Quoted text
---

In the Heat of Battle

Donough O’Brien

2009

Osprey Publishing

Capricorn Link (Australian Distributor)

 

“A history of those who rose to the occasion and those who didn’t”

 

O’Brien points out that in the last three and a half thousand years the world has only been at peace for two hundred and thirty. Little wonder, then, that there was plenty of opportunity for heroic men and women to make a difference.

 

He gives us the standard collection of heroes (some might say “idiots”) who led heroic charges into the face of the enemy or who single-handedly saved the day, but he also gives us those whose more minor roles made such a difference without the spectacle and waste of battle. I liked his non-partisan approach. Not all heroes were British or male. He covers people like Joan of Arc who tried to unite her people to resist the English and lost her life as a result. There is Shaka, the great Zulu chief, who DID unite his people and whose military tactics were the dread of the British in South Africa.

 

One of the most unrecognised heroes of World War I was a young Turkish commander named Mustafa Kemal. Sidelined by his superiors because of personality clashes he was put in charge of a section of Turkish coastline that should have been a military backwater. Such a post would have done nothing for his career if it wasn’t for a disastrous blunder by Winston Churchill, who decided to invade Turkey. The section of coastline called the Gallipoli peninsula went down in the history of Turkey, Australia and New Zealand. Kemal’s defence pinned down thousands of invading soldiers. The Turkish soldiers under Kemal’s leadership gained a reputation as fierce fighters and earned the respect of the invaders. His reputation was made and he went on the become known as Kemal Ataturk,  the “father” of modern Turkey. Gallipoli was the first time Australians had fought a significant battle as one country instead of a collection of British colonies, so it did much to bring Australians together as a nation as well. It also created closer ties between Australians and the neighbouring New Zealanders. Kemal was the right man in the right spot at the right time, but his history is little known in the Western world.

---

Given entries
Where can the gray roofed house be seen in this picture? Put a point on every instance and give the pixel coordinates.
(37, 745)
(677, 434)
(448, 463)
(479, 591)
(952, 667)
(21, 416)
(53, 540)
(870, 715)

---

Set problem 1
According to the book review, for how many of the last three and a half thousand years has the world been at peace?
Set problem 2
Repeat word for word the stretch of the book review from "Capricorn Link (Australian" through "make a difference.".

Full solution 1
Two hundred and thirty years.

Full solution 2
Capricorn Link (Australian Distributor)

 

“A history of those who rose to the occasion and those who didn’t”

 

O’Brien points out that in the last three and a half thousand years the world has only been at peace for two hundred and thirty. Little wonder, then, that there was plenty of opportunity for heroic men and women to make a difference.